## TASK REQUIREMENTS
Write out the listing verbatim. No pictures belong in it.

## ENTRIES SUPPLIED

______________________________

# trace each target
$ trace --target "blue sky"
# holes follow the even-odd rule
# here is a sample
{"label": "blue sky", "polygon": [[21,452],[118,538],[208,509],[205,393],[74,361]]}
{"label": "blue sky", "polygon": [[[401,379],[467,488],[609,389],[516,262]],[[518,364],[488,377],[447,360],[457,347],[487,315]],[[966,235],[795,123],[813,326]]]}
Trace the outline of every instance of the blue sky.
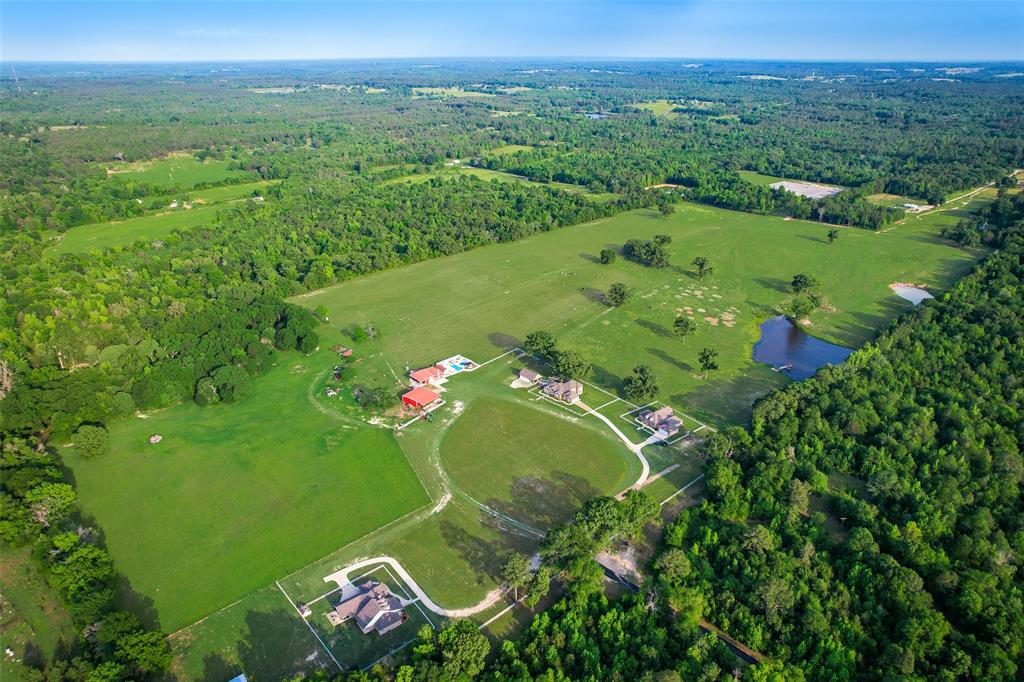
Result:
{"label": "blue sky", "polygon": [[1024,59],[1024,2],[0,2],[4,60]]}

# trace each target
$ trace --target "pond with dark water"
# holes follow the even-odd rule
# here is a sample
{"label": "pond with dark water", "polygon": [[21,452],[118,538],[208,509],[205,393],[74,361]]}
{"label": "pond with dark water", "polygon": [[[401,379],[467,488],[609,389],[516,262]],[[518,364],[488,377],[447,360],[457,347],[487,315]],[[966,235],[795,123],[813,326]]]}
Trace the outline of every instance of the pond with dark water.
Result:
{"label": "pond with dark water", "polygon": [[761,339],[754,344],[754,362],[761,362],[790,379],[807,379],[825,365],[838,365],[853,353],[815,338],[785,315],[761,323]]}

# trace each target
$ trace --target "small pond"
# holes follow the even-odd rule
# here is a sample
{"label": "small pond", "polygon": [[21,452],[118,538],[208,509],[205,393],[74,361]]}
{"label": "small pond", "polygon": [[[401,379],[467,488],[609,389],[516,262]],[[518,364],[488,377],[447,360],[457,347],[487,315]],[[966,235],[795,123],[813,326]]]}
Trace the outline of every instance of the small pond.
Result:
{"label": "small pond", "polygon": [[894,294],[906,301],[910,301],[914,305],[929,298],[935,298],[924,289],[912,287],[909,284],[893,284],[889,288],[892,289]]}
{"label": "small pond", "polygon": [[769,365],[790,379],[807,379],[825,365],[838,365],[853,352],[807,334],[785,315],[761,323],[761,339],[754,344],[754,362]]}

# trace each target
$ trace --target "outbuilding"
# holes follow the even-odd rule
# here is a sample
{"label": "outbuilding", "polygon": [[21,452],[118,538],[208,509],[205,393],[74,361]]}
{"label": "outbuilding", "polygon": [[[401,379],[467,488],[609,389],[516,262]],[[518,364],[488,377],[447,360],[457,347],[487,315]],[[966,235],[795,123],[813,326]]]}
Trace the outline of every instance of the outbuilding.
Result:
{"label": "outbuilding", "polygon": [[403,403],[410,407],[417,407],[420,409],[423,409],[440,399],[441,396],[425,386],[417,386],[402,396]]}

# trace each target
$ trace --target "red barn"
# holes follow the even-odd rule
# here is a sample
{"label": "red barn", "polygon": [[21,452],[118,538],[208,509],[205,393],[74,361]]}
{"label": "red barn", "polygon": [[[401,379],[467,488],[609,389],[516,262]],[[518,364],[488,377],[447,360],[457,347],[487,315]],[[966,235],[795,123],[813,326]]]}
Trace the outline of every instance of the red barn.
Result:
{"label": "red barn", "polygon": [[440,400],[441,396],[431,391],[429,388],[423,386],[417,386],[408,393],[402,396],[402,402],[410,407],[423,408],[430,405],[436,400]]}

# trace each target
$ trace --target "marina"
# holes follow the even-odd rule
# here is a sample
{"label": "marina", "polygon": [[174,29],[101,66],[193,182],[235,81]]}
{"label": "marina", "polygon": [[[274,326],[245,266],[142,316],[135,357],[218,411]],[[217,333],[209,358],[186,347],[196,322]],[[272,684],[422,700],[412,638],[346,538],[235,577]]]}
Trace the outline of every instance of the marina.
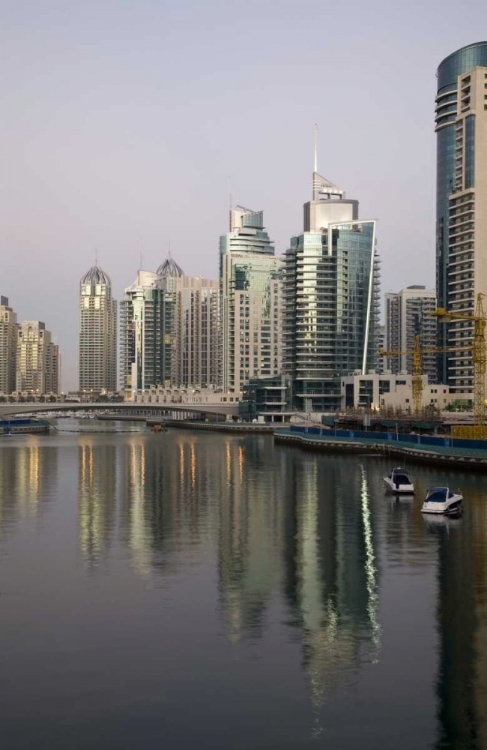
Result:
{"label": "marina", "polygon": [[0,443],[12,747],[128,749],[143,728],[145,750],[409,750],[487,732],[482,474],[455,474],[462,517],[432,516],[435,466],[408,467],[403,496],[380,455],[54,426]]}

______________________________

## TASK RESPONSE
# trace each target
$ trace --target "blue sky"
# holes follow the even-odd rule
# here is a sample
{"label": "blue sky", "polygon": [[21,452],[118,538],[208,509],[205,393],[74,361]]}
{"label": "blue sky", "polygon": [[[401,379],[467,488],[609,389],[516,262]],[[518,364],[488,377],[447,360],[457,347],[487,315]],[[966,235],[795,123],[813,326]]]}
Trace the outline of every instance of the blue sky.
Result:
{"label": "blue sky", "polygon": [[1024,59],[1024,2],[0,2],[4,60]]}

# trace each target
$ trace --target "pond with dark water"
# holes follow the even-odd rule
# here is a sample
{"label": "pond with dark water", "polygon": [[21,452],[118,538],[208,509],[205,393],[74,361]]}
{"label": "pond with dark water", "polygon": [[[401,379],[467,488],[609,389],[516,262]],[[518,364],[488,377],[447,360],[457,347],[487,315]],[[966,235],[795,123],[813,326]]]}
Trace the outline of every instance of the pond with dark water.
Result:
{"label": "pond with dark water", "polygon": [[761,339],[754,344],[754,362],[761,362],[790,379],[807,379],[825,365],[838,365],[853,353],[815,338],[785,315],[761,323]]}

# trace each target
$ trace --target "small pond"
# holes follow the even-odd rule
# here is a sample
{"label": "small pond", "polygon": [[21,452],[118,538],[208,509],[205,393],[74,361]]}
{"label": "small pond", "polygon": [[[401,379],[467,488],[609,389],[516,262]],[[518,364],[488,377],[447,360],[457,347],[487,315]],[[966,235],[795,123],[813,326]]]}
Trace the outline of every instance of the small pond.
Result:
{"label": "small pond", "polygon": [[894,294],[906,301],[910,301],[914,305],[929,298],[935,298],[924,289],[912,287],[909,284],[893,284],[889,288],[892,289]]}
{"label": "small pond", "polygon": [[769,365],[790,379],[807,379],[825,365],[838,365],[853,352],[807,334],[785,315],[761,323],[761,339],[754,344],[754,362]]}

# trace each target
$ trace --target "outbuilding"
# holes follow the even-odd rule
# here is a sample
{"label": "outbuilding", "polygon": [[21,452],[118,538],[208,509],[205,393],[74,361]]}
{"label": "outbuilding", "polygon": [[[401,379],[467,488],[609,389],[516,262]],[[518,364],[488,377],[447,360],[457,347],[487,315]],[[966,235],[795,123],[813,326]]]}
Trace the outline of every instance of the outbuilding.
Result:
{"label": "outbuilding", "polygon": [[403,403],[410,407],[417,407],[420,409],[423,409],[440,399],[441,396],[425,386],[417,386],[402,396]]}

# trace each target
$ trace --target "red barn"
# holes follow the even-odd rule
# here is a sample
{"label": "red barn", "polygon": [[21,452],[118,538],[208,509],[205,393],[74,361]]}
{"label": "red barn", "polygon": [[[401,379],[467,488],[609,389],[516,262]],[[518,364],[488,377],[447,360],[457,347],[487,315]],[[966,235],[795,123],[813,326]]]}
Trace the outline of every instance of the red barn.
Result:
{"label": "red barn", "polygon": [[440,400],[441,396],[431,391],[429,388],[423,386],[417,386],[408,393],[402,396],[402,402],[410,407],[423,408],[430,405],[436,400]]}

# trace each target
$ trace --target "marina"
# holes follow the even-odd rule
# here is a sample
{"label": "marina", "polygon": [[174,29],[101,66],[193,182],[235,81]]}
{"label": "marina", "polygon": [[[274,326],[245,266],[142,316],[135,357],[218,411]],[[217,333],[209,358],[186,347],[196,322]],[[272,684],[422,700],[412,638],[346,538],[235,577]]]}
Trace the outline of every instance of the marina.
Result:
{"label": "marina", "polygon": [[0,443],[12,747],[128,749],[143,728],[145,750],[409,750],[487,732],[482,474],[455,474],[462,517],[432,516],[435,466],[408,467],[403,496],[380,455],[54,426]]}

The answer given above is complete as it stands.